[Kutipan untuk Dibaca]
# # # # #

Sebagaimana diketahui bahwa
krisis yang melanda di tahun 1998 telah membuat sistem keuangan Indonesia porak
poranda. Sejak itu maka lahirlah kesepakatan membentuk OJK yang menurut
undang-undang tersebut harus terbentuk pada tahun 2002. Meskipun OJK dibidani
berdasarkan kesepakatan dan diamanatkan oleh UU, nyatanya sampai dengan 2002
draf pembentukan OJK belum ada, sampai akhirnya UU No 23/1999 tentang Bank
Indonesia (BI) tersebut direvisi, menjadi UU No 24 2004
yang menyatakan tugas BI adalah mencapai dan memelihara
kestabilan nilai rupiah.
Setelah lebih dari tiga tahun
akhirnya sidang paripurna DPR pada tanggal 19 Desember 2003 menyelesaikan
amandemen Undang-Undang Bank Indonesia. Usulan amendemen ini semula diajukan
semasa pemerintahan Presiden Gus Dur. Undang-undang hasil amendemen ini disebut
oleh Menteri Keuangan Boediono sebagai undang-undang bank sentral modern. Salah
satu masalah krusial yang memperlambat proses amendemen ini adalah menentukan
siapa yang berwenang mengawasi industri perbankan. Terjadi tarik ulur yang alot
antara Bank Indonesia dan pemerintah yang dalam kaitan ini diwakili oleh
Departemen Keuangan. Kompromi yang dicapai akhirnya menetapkan bahwa OJK akan
dibentuk paling lambat tahun 2010. Sebelum diamandemen bunyi ketentuannya
adalah Lembaga Pengawas Jasa Keuangan/LPJK (yang kemudian menjadi OJK) paling
lambat sudah harus dibentuk pada akhir Desember 2002.

# # # # #

[Data Masukan]
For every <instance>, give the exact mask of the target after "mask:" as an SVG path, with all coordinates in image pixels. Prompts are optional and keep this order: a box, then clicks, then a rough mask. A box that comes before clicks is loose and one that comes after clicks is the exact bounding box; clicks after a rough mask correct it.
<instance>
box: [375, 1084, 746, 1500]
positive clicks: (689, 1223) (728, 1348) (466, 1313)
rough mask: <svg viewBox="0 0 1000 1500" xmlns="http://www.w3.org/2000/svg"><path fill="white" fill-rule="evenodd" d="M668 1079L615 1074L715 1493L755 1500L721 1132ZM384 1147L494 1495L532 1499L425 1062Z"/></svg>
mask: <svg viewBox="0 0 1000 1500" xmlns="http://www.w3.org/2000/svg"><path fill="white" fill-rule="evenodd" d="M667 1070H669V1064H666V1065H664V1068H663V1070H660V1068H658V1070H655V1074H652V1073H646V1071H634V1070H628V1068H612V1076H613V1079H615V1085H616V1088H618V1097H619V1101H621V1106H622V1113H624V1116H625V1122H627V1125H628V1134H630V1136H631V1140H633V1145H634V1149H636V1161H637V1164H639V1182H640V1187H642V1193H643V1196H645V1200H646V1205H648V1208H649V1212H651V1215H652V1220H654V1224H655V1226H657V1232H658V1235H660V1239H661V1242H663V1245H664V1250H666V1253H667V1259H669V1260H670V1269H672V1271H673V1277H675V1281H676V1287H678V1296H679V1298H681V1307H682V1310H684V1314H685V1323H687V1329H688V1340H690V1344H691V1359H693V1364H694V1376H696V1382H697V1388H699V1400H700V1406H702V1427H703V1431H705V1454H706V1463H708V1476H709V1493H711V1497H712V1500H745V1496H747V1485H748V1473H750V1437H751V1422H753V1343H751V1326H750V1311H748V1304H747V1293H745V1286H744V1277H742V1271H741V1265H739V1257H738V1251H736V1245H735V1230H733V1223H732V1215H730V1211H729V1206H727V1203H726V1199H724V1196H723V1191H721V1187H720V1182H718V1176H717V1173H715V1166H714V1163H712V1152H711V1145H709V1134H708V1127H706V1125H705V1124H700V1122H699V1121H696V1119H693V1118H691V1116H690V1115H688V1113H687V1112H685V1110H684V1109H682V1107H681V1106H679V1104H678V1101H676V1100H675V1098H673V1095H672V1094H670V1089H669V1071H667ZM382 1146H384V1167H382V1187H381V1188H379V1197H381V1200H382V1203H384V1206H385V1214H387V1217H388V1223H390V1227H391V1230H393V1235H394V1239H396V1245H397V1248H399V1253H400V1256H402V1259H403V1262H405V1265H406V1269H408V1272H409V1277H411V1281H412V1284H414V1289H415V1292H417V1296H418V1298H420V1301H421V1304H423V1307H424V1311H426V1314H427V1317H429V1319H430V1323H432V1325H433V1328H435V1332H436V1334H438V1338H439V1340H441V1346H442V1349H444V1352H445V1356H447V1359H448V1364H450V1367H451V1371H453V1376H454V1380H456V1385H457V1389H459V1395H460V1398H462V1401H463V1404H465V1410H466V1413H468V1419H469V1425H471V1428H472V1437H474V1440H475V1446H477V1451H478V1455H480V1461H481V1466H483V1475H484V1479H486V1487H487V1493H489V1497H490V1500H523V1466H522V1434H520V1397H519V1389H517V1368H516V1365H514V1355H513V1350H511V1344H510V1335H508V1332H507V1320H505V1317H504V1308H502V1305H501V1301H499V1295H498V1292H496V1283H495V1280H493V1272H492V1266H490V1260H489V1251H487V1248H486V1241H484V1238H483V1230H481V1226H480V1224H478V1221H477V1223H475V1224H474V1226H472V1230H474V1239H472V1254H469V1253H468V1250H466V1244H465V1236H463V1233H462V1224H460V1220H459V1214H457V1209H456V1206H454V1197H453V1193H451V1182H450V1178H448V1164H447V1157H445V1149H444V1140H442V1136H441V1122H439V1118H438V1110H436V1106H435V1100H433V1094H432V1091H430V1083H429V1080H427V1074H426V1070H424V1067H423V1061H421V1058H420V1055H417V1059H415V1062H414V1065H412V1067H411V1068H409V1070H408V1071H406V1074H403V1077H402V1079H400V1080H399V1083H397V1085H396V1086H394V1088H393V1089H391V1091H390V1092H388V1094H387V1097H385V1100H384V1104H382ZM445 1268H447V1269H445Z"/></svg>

# # # # #

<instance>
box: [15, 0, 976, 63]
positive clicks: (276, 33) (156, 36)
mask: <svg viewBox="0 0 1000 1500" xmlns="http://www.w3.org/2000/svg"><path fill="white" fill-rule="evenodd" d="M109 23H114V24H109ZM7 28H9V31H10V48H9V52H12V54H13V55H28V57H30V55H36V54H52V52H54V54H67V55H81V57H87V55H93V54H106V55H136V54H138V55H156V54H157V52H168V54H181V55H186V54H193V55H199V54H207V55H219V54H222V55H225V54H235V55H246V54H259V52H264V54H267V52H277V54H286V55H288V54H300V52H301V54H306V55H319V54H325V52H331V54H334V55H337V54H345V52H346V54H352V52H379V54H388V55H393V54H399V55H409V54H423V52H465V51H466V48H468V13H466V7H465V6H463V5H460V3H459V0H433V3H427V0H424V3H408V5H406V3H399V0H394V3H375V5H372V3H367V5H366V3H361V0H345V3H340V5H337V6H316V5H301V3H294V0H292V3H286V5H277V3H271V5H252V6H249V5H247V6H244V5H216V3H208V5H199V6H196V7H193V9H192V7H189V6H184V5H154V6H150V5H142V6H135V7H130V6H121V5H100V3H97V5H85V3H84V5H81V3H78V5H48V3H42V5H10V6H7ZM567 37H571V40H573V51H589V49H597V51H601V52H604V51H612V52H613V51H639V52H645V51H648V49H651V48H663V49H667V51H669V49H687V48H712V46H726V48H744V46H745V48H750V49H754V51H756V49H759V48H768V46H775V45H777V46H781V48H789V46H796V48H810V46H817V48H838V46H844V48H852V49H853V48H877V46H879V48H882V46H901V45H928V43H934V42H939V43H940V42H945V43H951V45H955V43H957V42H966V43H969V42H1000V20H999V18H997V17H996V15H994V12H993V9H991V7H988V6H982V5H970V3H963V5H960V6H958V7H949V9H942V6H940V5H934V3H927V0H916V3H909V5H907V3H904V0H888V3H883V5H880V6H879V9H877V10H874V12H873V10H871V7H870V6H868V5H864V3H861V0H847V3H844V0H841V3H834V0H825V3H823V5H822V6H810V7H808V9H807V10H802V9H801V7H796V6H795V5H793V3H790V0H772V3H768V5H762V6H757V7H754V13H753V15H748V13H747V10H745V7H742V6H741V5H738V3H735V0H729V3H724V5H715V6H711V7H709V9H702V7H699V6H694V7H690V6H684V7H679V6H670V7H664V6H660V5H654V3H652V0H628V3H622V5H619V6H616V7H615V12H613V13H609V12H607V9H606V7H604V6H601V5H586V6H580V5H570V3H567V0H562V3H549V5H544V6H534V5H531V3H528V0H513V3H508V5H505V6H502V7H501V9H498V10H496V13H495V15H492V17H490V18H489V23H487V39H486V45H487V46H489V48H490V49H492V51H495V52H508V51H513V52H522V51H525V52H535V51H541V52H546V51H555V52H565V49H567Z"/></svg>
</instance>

# # # # #

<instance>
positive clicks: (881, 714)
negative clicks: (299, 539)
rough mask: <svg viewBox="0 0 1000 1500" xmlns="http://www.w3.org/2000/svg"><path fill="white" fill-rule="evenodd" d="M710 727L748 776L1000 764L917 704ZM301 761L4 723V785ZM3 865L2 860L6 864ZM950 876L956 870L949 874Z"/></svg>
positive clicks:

# # # # #

[Selesaikan Tugas Berikut]
A: Tuliskan setiap baris dalam daftar yang memuat kata "clicks".
B: Lanjutkan kutipan tentang pembentukan OJK mulai dari kalimat terakhir yang ditampilkan.
Daftar tersebut tidak memiliki kaitan apa pun dengan kutipan di atas.

[Jawaban Tugas]
A:
For every <instance>, give the exact mask of the target after "mask:" as an SVG path, with all coordinates in image pixels. Prompts are optional and keep this order: a box, then clicks, then a rough mask. A box that comes before clicks is loose and one that comes after clicks is the exact bounding box; clicks after a rough mask correct it.
positive clicks: (689, 1223) (728, 1348) (466, 1313)
positive clicks: (276, 33) (156, 36)
positive clicks: (881, 714)
negative clicks: (299, 539)
positive clicks:

B:
Secara historis, ide pembentukan
OJK sebenarnya adalah hasil kompromi untuk menghindari jalan buntu pembahasan
undang-undang tentang Bank Indonesia oleh DPR. Pada awal pemerintahan Presiden
Habibie, pemerintah mengajukan RUU tentang Bank Indonesia yang memberikan
independensi kepada bank sentral. RUU ini disamping memberikan independensi
tetapi juga mengeluarkan fungsi pengawasan perbankan dari Bank Indonesia. Ide
pemisahan fungsi pengawasan dari bank sentral ini datang dari Helmut
Schlesinger, mantan Gubernur Bundesbank (bank sentral Jerman) yang pada waktu
penyusunan RUU (kemudian menjadi Undang-Undang No. 23 Tahun 1999) bertindak
sebagai konsultan. Mengambil pola bank sentral Jerman yang tidak mengawasi
bank.
Tantangan dan Kelemahan dari OJK
Dengan digabungkannya kegiatan
dan pengawasan sector keuangan menjadi OJK tentu ada tantangan dan kelemahan
yang menyertainya, salah satu bentuk tantangan terbesar efektivitas dan
kredibilitas OJK. Seperti yang sudah kita ketahui selama ini sector jasa
keuangan di Indonesia masih bisa tergolong lemah terhadap krisis keuangan
global.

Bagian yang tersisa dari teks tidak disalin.